> Instructions for the task
Please repeat the lines below exactly. Begin with the line containing "86L218 81L230 82L236" and go on through the line containing "372L254 484L310 485L274".

▼

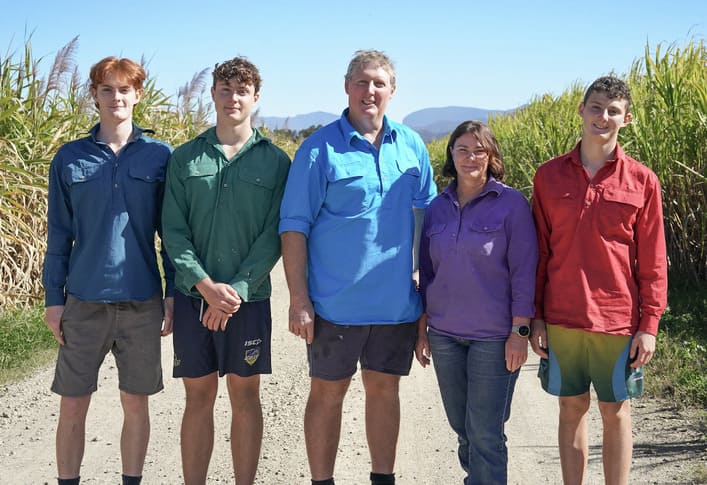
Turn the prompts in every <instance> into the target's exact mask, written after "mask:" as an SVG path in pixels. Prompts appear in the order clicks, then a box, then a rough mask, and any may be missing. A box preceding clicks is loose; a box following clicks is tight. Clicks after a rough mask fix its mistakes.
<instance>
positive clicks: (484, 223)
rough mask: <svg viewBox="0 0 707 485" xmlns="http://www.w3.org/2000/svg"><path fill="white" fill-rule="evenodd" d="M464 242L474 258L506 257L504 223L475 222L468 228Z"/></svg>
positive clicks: (472, 223)
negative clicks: (479, 257) (496, 255)
mask: <svg viewBox="0 0 707 485" xmlns="http://www.w3.org/2000/svg"><path fill="white" fill-rule="evenodd" d="M464 240H465V241H464V242H465V246H466V250H467V252H468V253H469V254H470V255H471V256H472V257H477V258H478V257H482V258H487V257H489V256H493V255H498V254H504V255H505V248H506V241H505V233H504V232H503V221H474V222H472V223H471V224H469V225H468V226H467V231H466V234H465V237H464Z"/></svg>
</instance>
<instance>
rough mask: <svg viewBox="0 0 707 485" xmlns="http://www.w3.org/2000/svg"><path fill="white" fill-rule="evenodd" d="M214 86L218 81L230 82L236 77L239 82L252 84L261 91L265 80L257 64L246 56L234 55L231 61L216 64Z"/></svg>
mask: <svg viewBox="0 0 707 485" xmlns="http://www.w3.org/2000/svg"><path fill="white" fill-rule="evenodd" d="M213 76H214V87H216V83H217V82H218V81H224V82H229V81H231V80H232V79H235V80H236V82H237V83H239V84H246V85H247V84H252V85H253V88H254V90H255V92H256V93H259V92H260V85H261V84H262V82H263V80H262V79H261V78H260V71H258V68H257V67H255V64H253V63H252V62H250V61H249V60H248V59H246V58H245V57H234V58H233V59H231V60H229V61H225V62H223V63H221V64H216V66H214V72H213Z"/></svg>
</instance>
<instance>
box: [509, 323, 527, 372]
mask: <svg viewBox="0 0 707 485" xmlns="http://www.w3.org/2000/svg"><path fill="white" fill-rule="evenodd" d="M505 352H506V369H508V371H509V372H515V371H516V370H518V369H520V368H521V366H522V365H523V364H525V361H526V360H528V338H527V337H521V336H520V335H518V334H517V333H515V332H511V334H510V335H509V336H508V338H507V339H506V349H505Z"/></svg>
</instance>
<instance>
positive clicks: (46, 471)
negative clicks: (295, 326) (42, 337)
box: [0, 265, 707, 485]
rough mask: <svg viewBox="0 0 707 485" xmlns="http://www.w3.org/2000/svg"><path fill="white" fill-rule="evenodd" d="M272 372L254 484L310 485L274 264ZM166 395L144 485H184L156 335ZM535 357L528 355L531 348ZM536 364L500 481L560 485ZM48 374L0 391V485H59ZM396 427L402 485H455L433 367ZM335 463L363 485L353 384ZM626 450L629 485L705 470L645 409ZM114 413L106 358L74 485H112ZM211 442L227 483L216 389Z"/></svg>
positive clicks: (671, 480) (441, 412) (360, 423)
mask: <svg viewBox="0 0 707 485" xmlns="http://www.w3.org/2000/svg"><path fill="white" fill-rule="evenodd" d="M273 286H274V294H273V299H272V303H273V321H274V325H273V327H274V328H273V344H272V348H273V374H272V375H271V376H265V377H264V378H263V381H262V402H263V412H264V415H265V436H264V439H263V451H262V456H261V461H260V468H259V472H258V479H257V483H259V484H266V485H280V484H286V485H290V484H308V483H309V470H308V466H307V459H306V454H305V448H304V436H303V431H302V416H303V412H304V406H305V402H306V398H307V393H308V378H307V363H306V356H305V347H304V343H303V342H302V341H301V340H300V339H299V338H296V337H294V336H292V335H291V334H290V333H289V332H288V331H287V320H286V317H287V305H288V297H287V291H286V287H285V283H284V276H283V273H282V268H281V266H280V265H278V266H277V267H276V268H275V270H274V272H273ZM163 342H164V347H163V365H164V369H165V376H166V377H165V389H164V391H162V392H161V393H160V394H158V395H157V396H155V397H153V398H152V399H151V400H150V406H151V416H152V438H151V441H150V447H149V450H148V456H147V462H146V465H145V470H144V476H145V478H144V480H143V483H146V484H170V485H172V484H178V483H181V461H180V457H179V426H180V420H181V413H182V409H183V402H184V401H183V398H184V391H183V388H182V384H181V382H180V381H178V380H175V379H172V378H170V377H168V376H169V375H171V374H170V373H171V359H172V346H171V339H170V338H168V339H165V340H164V341H163ZM531 354H532V352H531ZM537 364H538V361H537V358H535V357H534V356H532V355H531V358H530V360H529V362H528V363H527V364H526V365H525V366H524V367H523V369H522V371H521V377H520V379H519V381H518V385H517V387H516V392H515V396H514V400H513V411H512V417H511V420H510V422H509V424H508V425H507V435H508V448H509V483H511V484H558V483H561V475H560V467H559V458H558V452H557V446H556V439H555V436H556V427H557V403H556V400H555V399H554V398H552V397H550V396H548V395H546V394H545V393H544V392H543V391H542V390H541V389H540V388H539V384H538V382H537V378H536V377H535V374H536V372H537ZM52 375H53V369H52V368H47V369H43V370H41V371H40V372H38V373H37V374H36V375H34V376H33V377H31V378H29V379H27V380H25V381H23V382H20V383H17V384H13V385H11V386H7V387H5V388H4V389H0V484H3V485H4V484H8V485H10V484H12V485H16V484H22V485H24V484H32V485H34V484H43V483H56V480H55V476H56V469H55V464H54V432H55V429H56V428H55V427H56V419H57V411H58V397H57V396H56V395H54V394H52V393H51V392H50V391H49V385H50V382H51V378H52ZM401 406H402V429H401V433H400V439H399V445H398V460H397V465H396V475H397V478H398V483H400V484H429V485H438V484H455V483H456V484H458V483H461V480H462V472H461V469H460V467H459V464H458V462H457V459H456V439H455V437H454V435H453V434H452V432H451V430H450V429H449V426H448V425H447V422H446V418H445V416H444V411H443V409H442V405H441V401H440V398H439V392H438V388H437V385H436V382H435V377H434V371H433V370H432V369H431V368H429V367H428V368H427V369H422V368H421V367H420V366H419V365H417V363H414V365H413V371H412V373H411V375H410V376H409V377H407V378H404V379H403V380H402V384H401ZM344 408H345V412H344V421H343V426H342V433H341V443H340V449H339V454H338V458H337V465H336V480H337V484H340V485H354V484H357V485H360V484H365V483H367V480H368V473H369V471H370V466H369V459H368V449H367V446H366V439H365V434H364V413H363V392H362V386H361V382H360V378H359V377H356V378H354V382H353V383H352V386H351V390H350V391H349V394H348V396H347V400H346V402H345V405H344ZM634 415H635V426H634V427H635V428H636V429H637V432H636V435H635V450H636V451H635V453H634V455H635V456H634V467H633V482H632V483H691V482H689V481H688V480H687V479H685V478H684V474H685V473H687V472H688V470H689V468H690V467H691V466H693V465H694V464H695V463H697V461H699V460H703V463H707V462H706V461H705V460H706V458H705V457H706V456H707V450H706V449H705V439H704V435H703V434H701V433H700V431H699V430H695V429H694V428H693V427H691V425H690V423H689V422H688V421H686V420H685V418H684V416H682V415H680V414H677V413H675V412H673V411H672V410H668V409H664V408H661V407H660V406H658V405H655V404H651V403H650V402H646V403H643V402H642V401H637V402H635V403H634ZM121 418H122V414H121V410H120V404H119V400H118V392H117V383H116V373H115V366H114V361H113V358H112V356H109V357H108V358H107V359H106V362H105V363H104V366H103V369H102V372H101V376H100V385H99V391H98V392H97V393H96V394H95V395H94V397H93V402H92V404H91V408H90V411H89V416H88V423H87V440H86V441H87V443H86V452H85V457H84V462H83V468H82V473H81V475H82V483H94V484H118V483H120V457H119V447H120V441H119V431H120V423H121ZM597 419H598V418H597V413H596V409H595V407H594V406H593V409H592V416H591V423H590V429H591V430H592V431H591V438H590V439H591V441H590V465H589V468H590V470H589V479H588V481H587V483H589V484H595V483H603V478H602V474H601V450H600V448H599V445H600V429H601V427H600V425H599V422H598V421H597ZM216 427H217V431H216V443H215V446H214V453H213V457H212V461H211V467H210V470H209V483H232V481H233V479H232V469H231V458H230V451H229V443H228V430H229V411H228V397H227V395H226V389H225V384H224V383H223V382H222V383H221V388H220V392H219V396H218V400H217V405H216Z"/></svg>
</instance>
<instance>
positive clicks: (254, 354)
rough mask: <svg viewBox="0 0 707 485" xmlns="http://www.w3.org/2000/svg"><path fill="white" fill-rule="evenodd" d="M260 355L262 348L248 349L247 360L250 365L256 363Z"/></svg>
mask: <svg viewBox="0 0 707 485" xmlns="http://www.w3.org/2000/svg"><path fill="white" fill-rule="evenodd" d="M258 357H260V349H246V351H245V359H244V360H245V361H246V363H247V364H248V365H253V364H255V361H256V360H258Z"/></svg>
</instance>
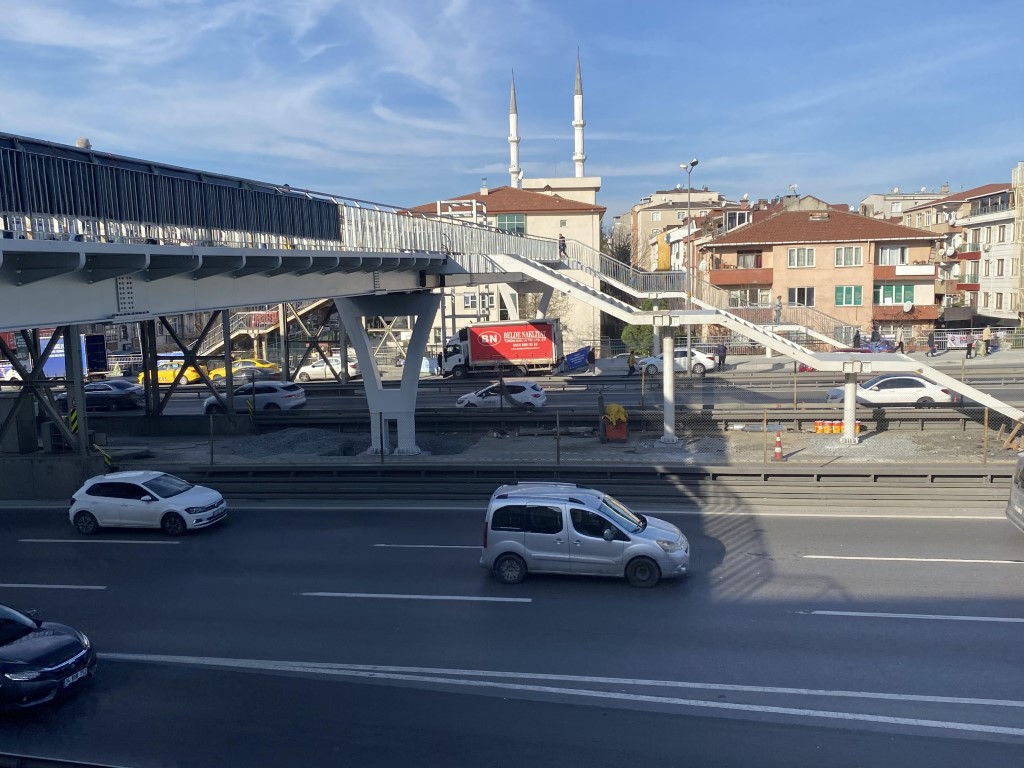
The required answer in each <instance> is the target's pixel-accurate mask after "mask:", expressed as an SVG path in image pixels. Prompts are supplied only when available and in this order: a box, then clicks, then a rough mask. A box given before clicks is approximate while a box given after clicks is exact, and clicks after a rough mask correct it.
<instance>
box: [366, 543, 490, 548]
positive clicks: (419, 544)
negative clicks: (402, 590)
mask: <svg viewBox="0 0 1024 768" xmlns="http://www.w3.org/2000/svg"><path fill="white" fill-rule="evenodd" d="M374 546H375V547H387V548H388V549H480V547H479V545H466V544H375V545H374Z"/></svg>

▲

> Expected answer
rough mask: <svg viewBox="0 0 707 485" xmlns="http://www.w3.org/2000/svg"><path fill="white" fill-rule="evenodd" d="M214 86L218 81L230 82L236 77L239 82L252 84L261 91L265 80L257 64L246 56L234 55L231 61L216 64Z"/></svg>
mask: <svg viewBox="0 0 707 485" xmlns="http://www.w3.org/2000/svg"><path fill="white" fill-rule="evenodd" d="M213 76H214V87H216V83H217V82H218V81H224V82H229V81H231V80H232V79H235V80H236V82H237V83H239V84H246V85H247V84H252V85H253V88H254V90H255V92H256V93H259V92H260V85H261V84H262V82H263V80H262V79H261V78H260V71H258V68H257V67H255V64H253V63H252V62H250V61H249V60H248V59H246V58H245V57H234V58H233V59H231V60H229V61H225V62H223V63H221V64H216V66H214V72H213Z"/></svg>
</instance>
<instance>
box: [509, 323, 527, 372]
mask: <svg viewBox="0 0 707 485" xmlns="http://www.w3.org/2000/svg"><path fill="white" fill-rule="evenodd" d="M505 352H506V369H508V371H509V372H515V371H516V370H518V369H520V368H521V366H522V365H523V364H525V361H526V360H528V338H527V337H521V336H520V335H518V334H517V333H515V332H511V334H510V335H509V336H508V338H507V339H506V349H505Z"/></svg>
</instance>
<instance>
positive clicks: (46, 471)
negative clicks: (295, 326) (42, 337)
box: [0, 265, 707, 485]
rough mask: <svg viewBox="0 0 707 485" xmlns="http://www.w3.org/2000/svg"><path fill="white" fill-rule="evenodd" d="M272 372L254 484L310 485L274 264ZM166 395L144 485H184L156 335ZM535 357L528 355L531 348ZM536 364L500 481L560 485ZM48 374L0 391V485H59ZM396 427L402 485H455L433 367ZM335 463L363 485L353 384ZM626 450L629 485L705 470L645 409ZM114 413L106 358L74 485H112ZM211 442L227 483L216 389Z"/></svg>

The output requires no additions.